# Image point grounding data
Content starts

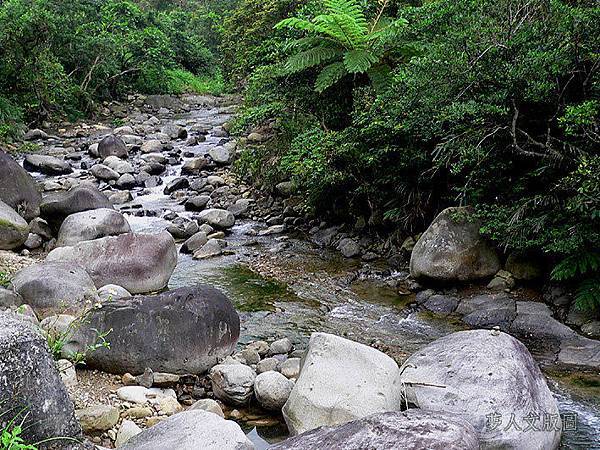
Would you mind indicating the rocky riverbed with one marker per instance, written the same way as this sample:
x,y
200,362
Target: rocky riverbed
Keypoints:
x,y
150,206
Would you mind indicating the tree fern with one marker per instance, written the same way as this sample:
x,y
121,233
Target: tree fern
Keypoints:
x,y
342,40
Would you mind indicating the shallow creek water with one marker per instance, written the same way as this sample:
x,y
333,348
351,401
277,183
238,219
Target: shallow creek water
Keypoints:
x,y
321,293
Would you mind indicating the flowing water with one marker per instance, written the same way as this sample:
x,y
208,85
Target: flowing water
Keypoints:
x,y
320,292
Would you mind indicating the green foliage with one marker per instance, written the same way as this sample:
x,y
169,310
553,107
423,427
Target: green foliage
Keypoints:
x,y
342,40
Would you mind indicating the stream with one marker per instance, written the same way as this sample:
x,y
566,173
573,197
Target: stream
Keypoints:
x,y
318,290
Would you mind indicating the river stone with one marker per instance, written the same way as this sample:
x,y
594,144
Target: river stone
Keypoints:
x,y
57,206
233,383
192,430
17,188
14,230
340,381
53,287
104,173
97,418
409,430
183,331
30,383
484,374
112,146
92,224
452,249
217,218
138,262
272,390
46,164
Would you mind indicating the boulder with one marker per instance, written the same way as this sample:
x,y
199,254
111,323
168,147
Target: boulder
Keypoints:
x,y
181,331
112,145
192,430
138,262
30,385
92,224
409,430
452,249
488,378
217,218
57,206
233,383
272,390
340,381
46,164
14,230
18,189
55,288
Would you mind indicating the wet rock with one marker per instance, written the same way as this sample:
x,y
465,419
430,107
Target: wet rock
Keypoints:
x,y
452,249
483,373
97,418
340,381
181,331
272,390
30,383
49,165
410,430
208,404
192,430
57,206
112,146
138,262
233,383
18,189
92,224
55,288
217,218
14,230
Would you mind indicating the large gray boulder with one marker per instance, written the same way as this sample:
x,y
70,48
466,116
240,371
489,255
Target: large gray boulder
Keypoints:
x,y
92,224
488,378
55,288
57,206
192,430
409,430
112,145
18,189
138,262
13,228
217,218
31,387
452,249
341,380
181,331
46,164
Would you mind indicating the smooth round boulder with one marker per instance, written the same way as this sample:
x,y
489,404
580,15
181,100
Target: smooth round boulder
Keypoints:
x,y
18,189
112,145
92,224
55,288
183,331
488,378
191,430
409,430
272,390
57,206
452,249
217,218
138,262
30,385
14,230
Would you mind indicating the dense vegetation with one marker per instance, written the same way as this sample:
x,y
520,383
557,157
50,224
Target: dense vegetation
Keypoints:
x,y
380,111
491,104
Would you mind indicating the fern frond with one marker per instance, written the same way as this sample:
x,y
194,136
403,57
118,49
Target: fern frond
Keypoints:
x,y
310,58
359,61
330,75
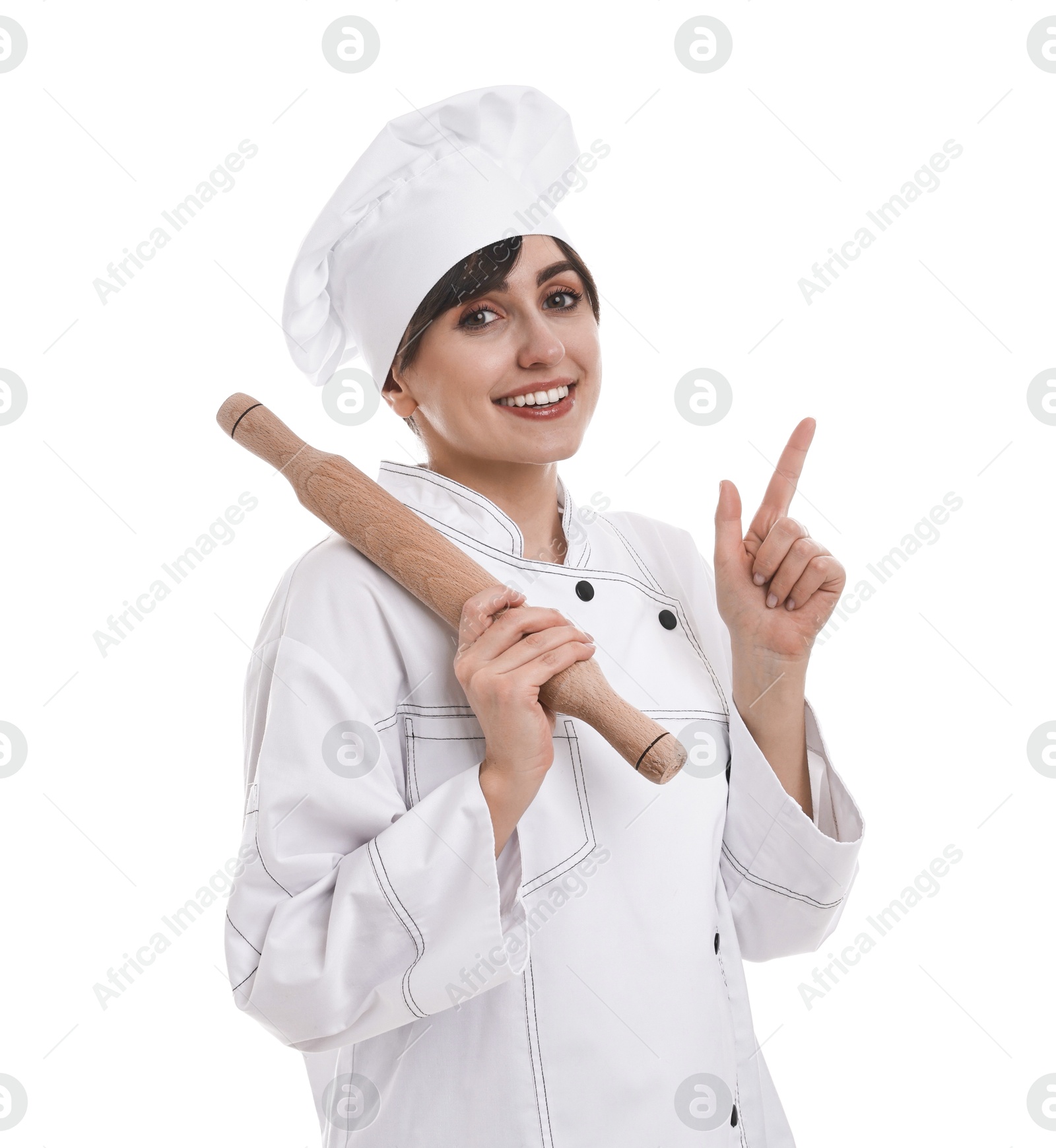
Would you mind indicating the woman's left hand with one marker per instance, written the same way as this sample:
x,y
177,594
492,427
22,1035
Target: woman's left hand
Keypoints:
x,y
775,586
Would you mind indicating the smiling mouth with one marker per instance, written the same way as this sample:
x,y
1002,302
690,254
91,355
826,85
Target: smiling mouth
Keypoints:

Content ends

# WHAT IS REQUIRED
The answer consists of every line above in which the word "flowing" occurs.

# YOUR SOLUTION
Would you mind indicating the flowing water with one marker per instance, written the same way as this sample:
Target: flowing water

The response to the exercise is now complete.